───── Information supplied ─────

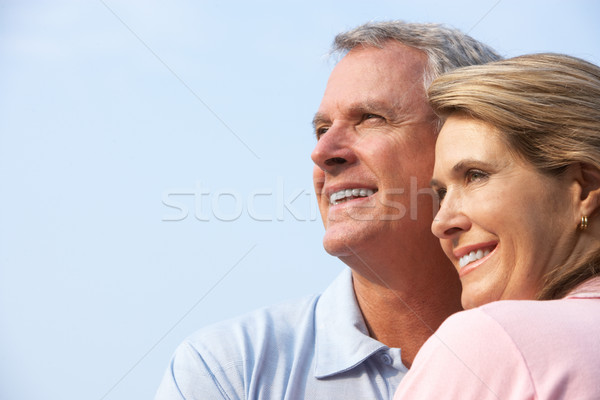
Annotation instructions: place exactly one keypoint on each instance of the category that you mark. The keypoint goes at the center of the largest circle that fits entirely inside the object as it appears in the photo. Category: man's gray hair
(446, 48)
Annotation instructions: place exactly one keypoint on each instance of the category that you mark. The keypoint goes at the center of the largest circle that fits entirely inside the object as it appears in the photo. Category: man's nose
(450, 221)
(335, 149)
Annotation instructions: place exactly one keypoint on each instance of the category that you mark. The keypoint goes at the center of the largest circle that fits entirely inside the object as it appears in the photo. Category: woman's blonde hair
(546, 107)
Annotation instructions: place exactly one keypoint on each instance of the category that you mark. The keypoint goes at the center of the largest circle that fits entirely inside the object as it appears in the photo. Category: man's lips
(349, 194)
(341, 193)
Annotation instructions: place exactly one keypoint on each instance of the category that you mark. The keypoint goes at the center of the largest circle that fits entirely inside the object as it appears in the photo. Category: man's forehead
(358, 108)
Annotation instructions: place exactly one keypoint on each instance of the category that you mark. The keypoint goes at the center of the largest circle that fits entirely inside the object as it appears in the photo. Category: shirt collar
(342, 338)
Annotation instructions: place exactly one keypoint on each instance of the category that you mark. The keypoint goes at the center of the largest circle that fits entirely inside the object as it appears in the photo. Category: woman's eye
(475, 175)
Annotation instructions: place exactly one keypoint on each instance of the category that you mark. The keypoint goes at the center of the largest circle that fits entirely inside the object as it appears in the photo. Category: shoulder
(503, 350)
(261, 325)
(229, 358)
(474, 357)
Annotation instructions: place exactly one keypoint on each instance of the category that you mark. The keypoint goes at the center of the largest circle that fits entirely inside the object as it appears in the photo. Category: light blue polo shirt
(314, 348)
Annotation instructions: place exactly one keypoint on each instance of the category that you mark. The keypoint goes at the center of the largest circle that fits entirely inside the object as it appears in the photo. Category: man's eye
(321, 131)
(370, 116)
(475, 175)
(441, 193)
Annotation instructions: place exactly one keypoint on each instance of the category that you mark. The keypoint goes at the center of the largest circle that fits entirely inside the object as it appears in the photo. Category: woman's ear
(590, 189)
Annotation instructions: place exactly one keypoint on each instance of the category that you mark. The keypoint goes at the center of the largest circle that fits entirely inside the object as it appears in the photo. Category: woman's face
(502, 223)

─────

## Exercise
Reproduce all of the data above word for word, omitting the pictures.

## Response below
Annotation instructions: place exactly one keypoint on each instance of the category that you mark. The keypoint goes at the center of the largest circle that fits entirely inside the object as it appears in the photo. Category: man's gray hair
(446, 48)
Annotation instructions: place exactly one keypoint on each instance of the category that you mark. The keypoint goes at the center of the largest circle that fits entirely inside the object as it appears in the photo. Category: man's nose
(450, 221)
(335, 149)
Annotation instructions: place exactly one keypoint on each instance of the category that you mark. The keypoint goes at the center of the largest circle that fits entirely inside the object as it appears in the photo. Category: woman's blonde hair
(546, 107)
Annotation instructions: place exactly one keypoint on each instance of the category that you mark. The keypoint goes at the center of the largest circle that fits entirely inside the object as it appears in the photo. Category: man's lips
(349, 194)
(341, 193)
Annotation instructions: place exactly one keypoint on each instance of the category that you mark. The keypoint goes at the center of the largest circle that fits entirely inside the object as it appears in the photo. Category: man's forehead
(358, 108)
Annotation instructions: place exactly one keypoint on each instance of the category that you mark. The keypoint goes at the center of the largest circle that fits entirely inside the object as it appears in the photo. Category: shirt collar
(342, 338)
Annotation instructions: place exactly one keypoint on each instance of the category that you mark. The keypoint goes at the center of the largest circle that fits entirely inside the object as it appears in the photo. Category: woman's eye
(475, 175)
Annotation instructions: place exactly one keypoint on each instance of the category that you mark. The keypoint goes at the center of the largest circle that fits entirely inside the object as it appears in the photo. Category: shoulder
(503, 350)
(261, 325)
(229, 358)
(474, 357)
Annotation instructions: place exactly one keypoint on each instance of the category that you mark. The keypoint goes at the center of the largest circle that fits entirely inside the object as it appears in the photo. Category: light blue polo shirt
(314, 348)
Annotation instructions: place exactly one keypoint on each instance of the category that you mark. The keypoint goes at the center of the largest circle that fits entirely inside the object as it appears in the photo. Category: man's eye
(321, 131)
(370, 116)
(475, 175)
(441, 193)
Annotation instructions: place exactly one keypoint on each instance of the category that you mark. The keypoint goes at the center of the largest circle that fits entirely inside the object as it appears in the photo. Category: woman's ear
(590, 189)
Annotation instructions: place exactly one keypoint on each instance of the category that you mark. The keypoint goes at the center of the largest circle that fits entirely inside the object as it appears in the photo. Category: woman's face
(502, 223)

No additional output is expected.